Gereksinimler: Saraçhane eylemini anlatan metindeki "Siyonist işgal çetesiyle" ifadesinden "gün yüzüne çıkarttı." ifadesine kadar uzanan bölümü hiçbir değişiklik yapmadan alıntılayın.

Sağlanan Metin:

****************************************

Saraçhane'de Siyonist soykırım telin edildi: İran'ı hedef alan Siyonist saldırganlığı lanetliyoruz!
Özgür-Der'in çağrısıyla Siyonist işgal rejiminin katliamlarına karşı Saraçhane’de eylem gerçekleştirildi.
Siyonist işgal çetesiyle İran arasındaki çatışmalar günlerdir sürerken, işgalciler bu sefer İran'dan beklemedikleri bir karşılık buldular. ABD'nin desteğiyle katliamlarını sürdüren işgal rejimi, İran'da üst düzey isimleri hedef alırken İran'ın verdiği karşılık ise Siyonistlerin çok övündüğü hava savunma sistemlerinin zaaflarını gün yüzüne çıkarttı.
Özgür-Der'in çağrısıyla Siyonist işgal rejiminin katliamlarına karşı Saraçhane’de eylem gerçekleştirildi.
Sunuş konuşması gerçekleştiren Murat Ayar emperyalistlerin desteklediği Siyonist çetenin bölgeyi kana bulamayı sürdürdüğünü vurguladı.
"Şehit Yahya Sinvar'ın liderliğindeki Aksa Tufanı, Siyonist çetenin yenilmezlik algısını yerle bir etmişti. Yaklaşık bir haftadır İran'dan atılan uzun menzilli füzeler ise Siyonist çetenin yaşadığı rezaletin son tezahürü oldu. Bugün burada toplanma sebebimiz emperyalizme ve Siyonizme karşı tavır alıp savaş açanlarla dayanışma içinde olduğumuzu gösterme isteğimizdendir. Nasıl Kassam füzelerinin Siyonistleri yerle bir etmesi için dua ediyorsak İran'dan yollanan füzelerin de işgalciyi bulması için dua ediyoruz."
Rıdvan Kaya, İran'ın saldırılarıyla işgal çetesinin zor bir duruma düştüğünü ve bu gelişmenin mazlumları sevindirdiğini vurguladı.
"Siyonistlerin İran'a yönelik saldırıları başlayalı dokuz gün oldu. Bizler de bu vesileyle Tel Aviv'e, Hayfa'ya düşen füzelerin sayısının artması ve Siyonistlerin dehşete düşmesi için Allah’a yalvarıyoruz. Siyonistler 7 Ekim’den sonra Gazze'de bir soykırıma giriştiler. Batı Şeria'da daha fazla işgal politikası yürüttüler. Yemen, Lübnan ve Suriye’de gerçekleştirdikleri saldırıların ardından şimdi de İran'ı hedef alıyorlar. İran'ı hedef almak için uydurulan gerekçelerin tutarsızlığını görmek gerekmektedir. İran veya Pakistan nükleer silaha sahip olunca gösterilen tepki, Siyonist çete nükleer silahlar geliştirince yerini desteğe bırakıyor. Nükleer silahı bugüne kadar dünyada kullanan tek ülke ise ABD’dir. Hukuk ve ahlak dışı iddialarla işgali genişletmeye çalışanlar 20 aydır Gazze'de gerçekleştirdikleri vahşeti unutturmaya çalışıyorlar. Sadece yardım alabilmek için sıraya giren 400 Gazzeli üç hafta içinde katledildi. Siyonist katillerin ve destekçisi olan ABD’nin hiçbir şekilde meşruiyeti yoktur.

****************************************

Sağlanan Bilgiler:

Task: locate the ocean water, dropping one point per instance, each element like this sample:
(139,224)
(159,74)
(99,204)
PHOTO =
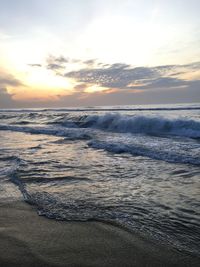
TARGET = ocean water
(138,166)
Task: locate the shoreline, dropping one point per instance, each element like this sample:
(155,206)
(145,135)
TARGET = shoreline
(27,239)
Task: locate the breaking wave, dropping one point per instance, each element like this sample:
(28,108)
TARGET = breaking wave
(143,124)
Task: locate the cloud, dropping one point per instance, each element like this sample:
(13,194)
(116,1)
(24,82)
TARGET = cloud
(54,66)
(8,80)
(122,76)
(5,99)
(115,76)
(35,65)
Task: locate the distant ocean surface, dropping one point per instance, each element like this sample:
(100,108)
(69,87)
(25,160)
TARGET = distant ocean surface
(138,166)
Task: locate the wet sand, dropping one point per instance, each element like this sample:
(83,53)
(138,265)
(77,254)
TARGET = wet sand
(27,239)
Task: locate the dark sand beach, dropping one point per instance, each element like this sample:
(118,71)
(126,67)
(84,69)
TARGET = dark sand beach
(27,239)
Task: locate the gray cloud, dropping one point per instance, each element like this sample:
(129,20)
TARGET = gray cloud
(35,65)
(115,76)
(55,67)
(123,76)
(5,99)
(8,80)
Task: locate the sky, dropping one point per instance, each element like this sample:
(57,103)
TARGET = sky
(98,52)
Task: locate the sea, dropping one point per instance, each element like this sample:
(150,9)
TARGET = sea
(134,166)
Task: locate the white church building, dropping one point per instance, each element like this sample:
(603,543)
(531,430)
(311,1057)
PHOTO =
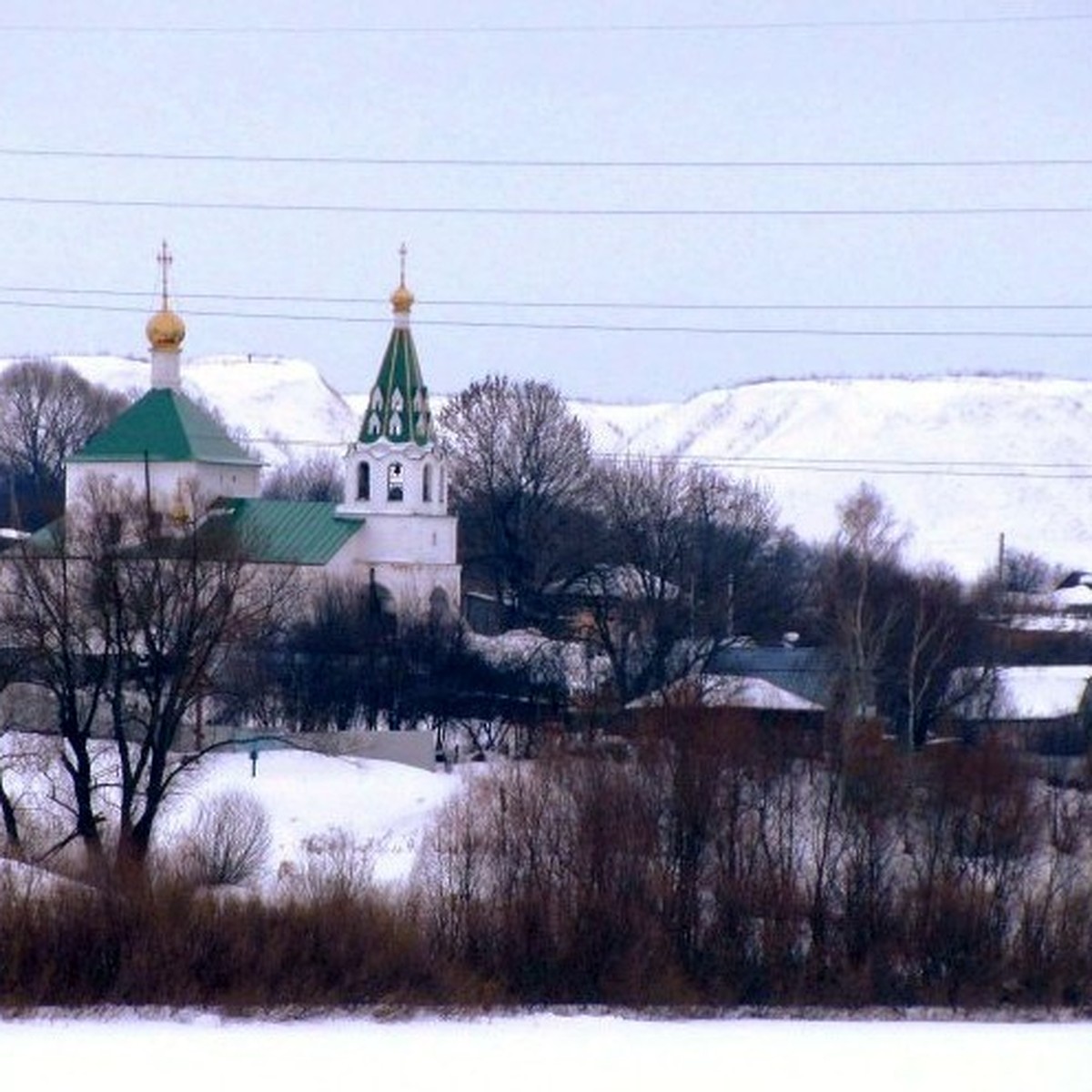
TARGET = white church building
(392,529)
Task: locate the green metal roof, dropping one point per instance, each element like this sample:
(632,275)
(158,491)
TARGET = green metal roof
(398,409)
(284,532)
(164,427)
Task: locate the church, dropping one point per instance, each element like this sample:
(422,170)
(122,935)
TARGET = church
(392,529)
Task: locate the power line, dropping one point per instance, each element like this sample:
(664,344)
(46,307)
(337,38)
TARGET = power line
(574,327)
(549,305)
(926,468)
(532,211)
(354,161)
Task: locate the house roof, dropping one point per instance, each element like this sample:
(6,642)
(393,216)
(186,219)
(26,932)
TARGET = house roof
(1037,693)
(164,427)
(806,672)
(736,692)
(284,532)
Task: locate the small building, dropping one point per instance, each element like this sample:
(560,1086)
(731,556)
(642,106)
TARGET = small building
(1041,709)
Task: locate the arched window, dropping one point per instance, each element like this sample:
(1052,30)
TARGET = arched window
(394,481)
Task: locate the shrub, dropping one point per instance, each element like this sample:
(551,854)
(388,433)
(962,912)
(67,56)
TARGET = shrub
(229,842)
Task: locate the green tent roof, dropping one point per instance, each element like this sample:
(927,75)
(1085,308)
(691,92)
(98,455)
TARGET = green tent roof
(164,427)
(284,532)
(398,408)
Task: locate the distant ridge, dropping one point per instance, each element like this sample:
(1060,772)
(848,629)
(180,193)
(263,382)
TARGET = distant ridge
(961,459)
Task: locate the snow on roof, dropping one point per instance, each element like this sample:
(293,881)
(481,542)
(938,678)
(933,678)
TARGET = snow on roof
(1044,692)
(737,692)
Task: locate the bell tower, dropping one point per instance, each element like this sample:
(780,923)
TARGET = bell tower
(396,475)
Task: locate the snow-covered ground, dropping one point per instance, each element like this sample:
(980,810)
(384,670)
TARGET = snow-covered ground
(310,800)
(318,805)
(960,459)
(547,1052)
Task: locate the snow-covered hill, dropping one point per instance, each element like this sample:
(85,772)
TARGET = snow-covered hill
(961,460)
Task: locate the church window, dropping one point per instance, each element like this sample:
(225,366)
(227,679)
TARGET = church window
(394,481)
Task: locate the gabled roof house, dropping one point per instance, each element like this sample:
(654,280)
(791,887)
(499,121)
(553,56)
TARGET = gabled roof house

****************************************

Görev Sonucu:
Siyonist işgal çetesiyle İran arasındaki çatışmalar günlerdir sürerken, işgalciler bu sefer İran'dan beklemedikleri bir karşılık buldular. ABD'nin desteğiyle katliamlarını sürdüren işgal rejimi, İran'da üst düzey isimleri hedef alırken İran'ın verdiği karşılık ise Siyonistlerin çok övündüğü hava savunma sistemlerinin zaaflarını gün yüzüne çıkarttı.